Exercise objective
Restate all of the data exactly.
#### Data section ####
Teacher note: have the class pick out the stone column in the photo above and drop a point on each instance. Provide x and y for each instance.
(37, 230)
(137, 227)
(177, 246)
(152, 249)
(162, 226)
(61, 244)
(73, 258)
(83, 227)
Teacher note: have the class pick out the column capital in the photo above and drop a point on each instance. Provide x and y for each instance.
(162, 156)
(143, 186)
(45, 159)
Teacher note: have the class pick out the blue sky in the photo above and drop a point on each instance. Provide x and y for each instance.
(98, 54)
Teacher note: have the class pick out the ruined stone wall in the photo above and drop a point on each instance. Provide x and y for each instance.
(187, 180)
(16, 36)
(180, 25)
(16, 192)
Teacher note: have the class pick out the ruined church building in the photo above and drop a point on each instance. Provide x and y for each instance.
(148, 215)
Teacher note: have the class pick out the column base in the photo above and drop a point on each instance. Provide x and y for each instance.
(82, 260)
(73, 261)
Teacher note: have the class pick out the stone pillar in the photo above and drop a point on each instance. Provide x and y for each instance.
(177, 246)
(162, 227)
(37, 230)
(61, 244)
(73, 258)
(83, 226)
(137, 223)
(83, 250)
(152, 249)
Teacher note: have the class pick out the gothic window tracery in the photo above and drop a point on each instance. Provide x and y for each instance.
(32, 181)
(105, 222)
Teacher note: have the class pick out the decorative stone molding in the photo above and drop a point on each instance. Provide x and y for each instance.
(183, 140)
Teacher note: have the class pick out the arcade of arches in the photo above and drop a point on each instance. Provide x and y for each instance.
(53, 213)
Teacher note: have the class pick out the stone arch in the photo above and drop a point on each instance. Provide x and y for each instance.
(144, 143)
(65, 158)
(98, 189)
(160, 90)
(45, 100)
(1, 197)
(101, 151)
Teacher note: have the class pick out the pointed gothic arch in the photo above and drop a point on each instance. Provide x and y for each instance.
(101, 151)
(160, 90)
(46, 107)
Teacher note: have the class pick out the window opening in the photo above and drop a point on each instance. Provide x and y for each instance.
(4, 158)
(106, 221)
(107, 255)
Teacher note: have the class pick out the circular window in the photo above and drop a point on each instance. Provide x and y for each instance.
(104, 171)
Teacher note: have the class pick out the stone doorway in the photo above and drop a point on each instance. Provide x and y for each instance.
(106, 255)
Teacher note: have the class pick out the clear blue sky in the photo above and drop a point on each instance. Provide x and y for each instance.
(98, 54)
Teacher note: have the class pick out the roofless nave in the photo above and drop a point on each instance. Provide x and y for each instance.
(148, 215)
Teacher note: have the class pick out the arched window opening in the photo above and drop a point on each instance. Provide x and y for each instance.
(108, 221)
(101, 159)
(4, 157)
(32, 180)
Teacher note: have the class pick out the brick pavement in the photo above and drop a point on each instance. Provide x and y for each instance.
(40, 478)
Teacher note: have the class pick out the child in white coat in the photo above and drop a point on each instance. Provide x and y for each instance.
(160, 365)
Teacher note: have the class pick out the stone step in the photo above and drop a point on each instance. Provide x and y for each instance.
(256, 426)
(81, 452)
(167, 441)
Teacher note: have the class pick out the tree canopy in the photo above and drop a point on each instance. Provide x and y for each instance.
####
Solution for this exercise
Teacher note: have the class pick out the stone column in the photo above and drop a point on each instance. Provide x and y for each instance.
(37, 230)
(137, 227)
(177, 246)
(152, 249)
(162, 226)
(61, 244)
(73, 258)
(83, 227)
Teacher note: have the class pick out the column capital in the photo above and drop a point on each instance. Provide x and y for each instance.
(162, 156)
(143, 186)
(45, 159)
Teacher note: have the class pick out the blue sky in the photo above and drop a point on each instance. Provide x and y for each instance.
(98, 54)
Teacher note: have the class pick out the ruined stone wall in the photo above and drop a point on each instance. Provide x and y for each instance.
(187, 180)
(16, 36)
(180, 25)
(16, 192)
Teacher note: have the class pick out the ruined church building in the photo above and drop a point on each instance. Provide x and y for each instance.
(148, 215)
Teacher note: have the class pick out the column base in the photo above and drop a point on each instance. Provide x and y for each instance.
(82, 260)
(73, 261)
Teacher note: have the class pick out the stone pillar in the photo above and drop a point on each instance. Provide x and y for each instance.
(177, 246)
(162, 227)
(37, 230)
(61, 244)
(73, 258)
(83, 226)
(137, 223)
(83, 250)
(152, 249)
Teacher note: have the class pick out the gothic window tracery in the photo above and drop a point on each instance. Provide x and y for each instance.
(32, 181)
(105, 222)
Teacher note: have the class pick out the decorative stone molding in the photo above and drop a point on each instance. Provide x and y for each instance.
(183, 140)
Teacher note: have the class pick out the arcade of arches in the photo above and drop a point on each instance. Provide x and y for each instance.
(53, 213)
Teacher note: have the class pick out the stone arch in the photo above and drop a point on each instance. Provide x and y for each instance.
(144, 143)
(65, 158)
(98, 189)
(160, 90)
(45, 100)
(1, 197)
(101, 151)
Teacher note: have the class pick out the pointed gothic arch in the photo above and drop a point on each instance. Provide x and y for each instance.
(101, 151)
(160, 90)
(46, 107)
Teacher note: have the class pick out the window opening in the photo above and drop a point on each instance. Provide x and y for each instance.
(4, 158)
(106, 221)
(107, 255)
Teacher note: have the class pick out the circular window in the photo above and drop a point on each instance. Provide x and y for each instance.
(104, 171)
Teacher note: have the class pick out the stone doorway in the photo above and drop a point on each instance. Provide x and y for each instance.
(106, 255)
Teacher note: have the class pick out the clear blue sky in the photo above and drop a point on each instance. Provide x and y for each instance.
(98, 54)
Teacher note: have the class pick out the roofless nave in the photo above and drop a point on each instance. Provide x and y for each instance.
(148, 215)
Teacher note: have the class pick out the arched window opening in the photo above and drop a point on each instance. Provide x and y for each instance.
(108, 221)
(101, 159)
(4, 157)
(32, 180)
Teacher note: have the class pick out the brick pavement in the photo above and drop a point on each instance. Provide x and y for each instance.
(40, 478)
Teacher note: have the class pick out the child in white coat in the photo above and drop a point on each instance. Provide x and y for each instance.
(160, 365)
Teacher note: have the class pick out the stone step in the photo above and drop a point on each instance. Provide x and y for each instance.
(256, 426)
(81, 452)
(167, 441)
Teacher note: have the class pick out the tree canopy in the photo above and drop a point on each instance. Provide x and y for each instance.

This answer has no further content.